Task description
Reproduce the entries below exactly, but leave the pictures out.

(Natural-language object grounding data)

=-=-=-=-=

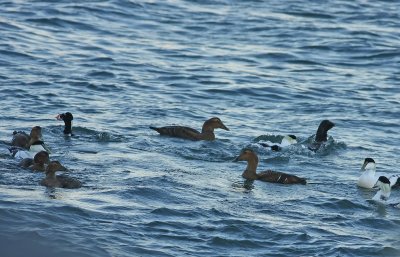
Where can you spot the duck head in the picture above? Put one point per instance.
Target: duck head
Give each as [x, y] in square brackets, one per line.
[41, 157]
[384, 185]
[213, 123]
[322, 132]
[54, 166]
[36, 133]
[369, 164]
[247, 155]
[67, 118]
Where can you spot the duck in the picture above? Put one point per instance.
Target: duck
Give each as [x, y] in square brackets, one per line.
[383, 194]
[268, 176]
[51, 180]
[35, 145]
[207, 131]
[286, 141]
[322, 135]
[37, 163]
[369, 178]
[20, 139]
[67, 118]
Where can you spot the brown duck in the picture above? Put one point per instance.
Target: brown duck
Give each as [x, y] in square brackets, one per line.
[38, 163]
[267, 176]
[51, 180]
[207, 132]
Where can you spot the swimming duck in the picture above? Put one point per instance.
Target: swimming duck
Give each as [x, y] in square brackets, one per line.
[369, 178]
[67, 118]
[268, 176]
[207, 132]
[384, 185]
[322, 135]
[52, 180]
[35, 145]
[286, 141]
[37, 163]
[20, 139]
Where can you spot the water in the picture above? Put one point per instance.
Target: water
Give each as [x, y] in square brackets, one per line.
[266, 68]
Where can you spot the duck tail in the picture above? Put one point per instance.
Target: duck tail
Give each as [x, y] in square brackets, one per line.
[156, 129]
[302, 181]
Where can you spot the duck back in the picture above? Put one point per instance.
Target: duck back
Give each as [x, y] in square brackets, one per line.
[178, 131]
[281, 178]
[67, 182]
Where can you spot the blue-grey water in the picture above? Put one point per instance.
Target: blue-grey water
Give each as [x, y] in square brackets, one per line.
[266, 68]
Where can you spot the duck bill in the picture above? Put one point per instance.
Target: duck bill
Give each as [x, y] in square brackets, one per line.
[364, 165]
[224, 127]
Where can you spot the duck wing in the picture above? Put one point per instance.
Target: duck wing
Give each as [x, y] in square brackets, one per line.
[280, 177]
[67, 182]
[394, 180]
[178, 131]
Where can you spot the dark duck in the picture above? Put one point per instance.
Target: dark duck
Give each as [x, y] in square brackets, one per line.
[207, 132]
[67, 118]
[268, 176]
[322, 135]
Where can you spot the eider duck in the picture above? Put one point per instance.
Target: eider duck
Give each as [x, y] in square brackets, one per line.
[37, 163]
[384, 185]
[321, 135]
[35, 145]
[20, 139]
[207, 132]
[267, 176]
[369, 178]
[67, 118]
[286, 141]
[51, 180]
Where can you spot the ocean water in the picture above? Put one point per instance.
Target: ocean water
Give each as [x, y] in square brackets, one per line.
[266, 68]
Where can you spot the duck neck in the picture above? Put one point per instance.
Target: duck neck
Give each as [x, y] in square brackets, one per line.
[370, 171]
[51, 175]
[207, 132]
[68, 127]
[250, 172]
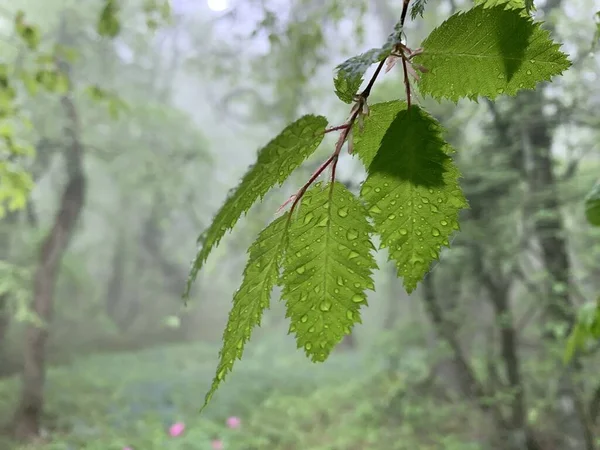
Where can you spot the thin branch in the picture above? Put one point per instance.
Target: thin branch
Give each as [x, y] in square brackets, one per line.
[358, 108]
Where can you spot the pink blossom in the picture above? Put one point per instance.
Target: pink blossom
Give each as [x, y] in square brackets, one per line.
[233, 422]
[176, 429]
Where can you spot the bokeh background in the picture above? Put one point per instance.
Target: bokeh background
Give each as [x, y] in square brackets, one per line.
[162, 120]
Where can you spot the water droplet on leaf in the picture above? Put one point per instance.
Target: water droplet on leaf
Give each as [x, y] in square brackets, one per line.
[352, 234]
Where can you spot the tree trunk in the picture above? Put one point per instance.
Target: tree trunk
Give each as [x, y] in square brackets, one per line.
[10, 221]
[550, 233]
[29, 411]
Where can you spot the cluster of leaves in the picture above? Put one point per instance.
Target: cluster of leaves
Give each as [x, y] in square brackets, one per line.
[321, 251]
[109, 20]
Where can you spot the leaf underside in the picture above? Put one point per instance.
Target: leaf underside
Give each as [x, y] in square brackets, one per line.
[488, 52]
[350, 73]
[412, 191]
[253, 296]
[276, 161]
[327, 268]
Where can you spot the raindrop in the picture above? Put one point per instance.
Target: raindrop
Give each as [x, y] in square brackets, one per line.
[352, 234]
[323, 222]
[357, 298]
[325, 306]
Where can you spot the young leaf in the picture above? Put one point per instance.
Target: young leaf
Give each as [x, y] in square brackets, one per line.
[487, 52]
[368, 141]
[412, 191]
[346, 88]
[592, 206]
[276, 161]
[253, 296]
[327, 268]
[418, 8]
[350, 73]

=-=-=-=-=

Task solution
Where can you spot the duck head in the picture above? Put one point per instance.
Target: duck head
Give each as [x, y] in square brackets, one per line.
[41, 157]
[384, 185]
[213, 123]
[322, 132]
[54, 166]
[36, 133]
[369, 164]
[247, 155]
[67, 118]
Where can you spot the duck in the picture above? Put one point per instance.
Target: duck
Give each as [x, y] in square brackets, one per line.
[383, 194]
[268, 176]
[51, 180]
[35, 145]
[207, 131]
[286, 141]
[322, 135]
[37, 163]
[369, 178]
[20, 139]
[67, 118]
Where can you spot the brown duck in the picture above? Put one point per instance.
Target: brown duck
Give each as [x, y] in square brackets, one per line.
[38, 163]
[267, 176]
[51, 180]
[207, 132]
Where can you spot the swimming duck in the picture above? Put one point per instance.
Target: swimming duck
Give each as [x, y] in square brackets, one per line.
[369, 178]
[67, 118]
[268, 176]
[207, 132]
[384, 185]
[322, 135]
[52, 180]
[35, 145]
[286, 141]
[37, 163]
[20, 139]
Where can you spot the water in the picture above? Put one point per instance.
Target: water
Give each as [x, y] in square brackets, one per line.
[266, 68]
Where can you spot the duck tail in the picture above? Put one point per instance.
Target: duck tail
Give each as [x, y] in square brackets, one per line.
[156, 129]
[302, 181]
Where can you spot the duck back in the picture above? Put one point per instance.
Target: duck back
Give each as [x, y] in square brackets, one per line.
[178, 131]
[281, 178]
[67, 182]
Where can you spot the blue-grey water in the picture above? Put one point per instance.
Target: blue-grey water
Give each as [x, y] in square brackets, one per line.
[266, 68]
Where can you spot the duck bill in the picture above? Put one point per instance.
Target: duck bill
Give each as [x, y] in square brackets, one per line.
[364, 165]
[224, 127]
Where can you spot the duck wing in the picture above? Put one point per instance.
Target: duck wing
Give each as [x, y] in square brackets, one per line.
[280, 177]
[67, 182]
[394, 180]
[178, 131]
Where can you spot the dark duck in the picture above? Put one point per instance.
Target: dark duck
Give each as [x, y] in square brackets, one per line.
[207, 132]
[67, 118]
[268, 176]
[322, 135]
Where can you spot the eider duck in the picture above? Put one point per instance.
Target: eider duck
Give each as [x, y] in square brackets, one per line.
[37, 163]
[384, 185]
[321, 135]
[35, 145]
[20, 139]
[207, 132]
[267, 176]
[369, 178]
[67, 118]
[286, 141]
[51, 180]
Where can you spot the ocean water in the picture above? Put one point per instance.
Target: ocean water
Give each as [x, y] in square brackets, one per line.
[266, 68]
Where can you spot the duck neck in the picture above? Put one point per instance.
Target: duck neck
Give each as [x, y] in square brackets, one per line.
[370, 171]
[51, 175]
[207, 132]
[68, 127]
[250, 172]
Where can you spot the thin branch in the picture above? Put one point per instance.
Target: thin branch
Give each as [x, y] in square brackets, one per line.
[358, 108]
Where can you spot the pink blossom in the picture above? Put one point per instance.
Target: pink blossom
Give each as [x, y] in square brackets, one per line.
[233, 422]
[176, 429]
Where can you spot the bokeh background in the picture above? Put one point per instance.
Target: bokeh background
Give each as [x, y] in square brackets, one per line.
[162, 120]
Where can you spot the water droplet on leaf in the picture above? Put one point per instance.
Target: water droplet on leaf
Give each as [x, y] in square brackets, one per line.
[352, 234]
Where can you spot the tree trunk in the picture above? Put one point per instance.
Target: tree trunk
Give each as [x, y] in square brackets, one per line.
[10, 221]
[550, 233]
[29, 411]
Where can you spot the cluster of leaves in the picture above? Put one point per instance.
Target: cluster of leaves
Give each as [x, y] in square brackets, one per line.
[321, 251]
[109, 20]
Where can you spot the leaf underside in the picture above? Put one point per instance.
Target: leaf underside
Give each as [x, y] in square brackets, one per line.
[488, 52]
[350, 73]
[412, 191]
[253, 296]
[276, 161]
[327, 268]
Where can you spot the raindrop in the picture above? Put one point per instance.
Target: raindrop
Give each as [x, y] in square brackets, one per line.
[352, 234]
[323, 222]
[357, 298]
[325, 306]
Where can you spot the young leaf in the picture above? Put one point per instance.
Target: young leaf
Give each as [x, y] in square brackets, one per line.
[487, 52]
[368, 141]
[412, 191]
[346, 88]
[592, 206]
[276, 161]
[253, 296]
[327, 268]
[418, 8]
[350, 73]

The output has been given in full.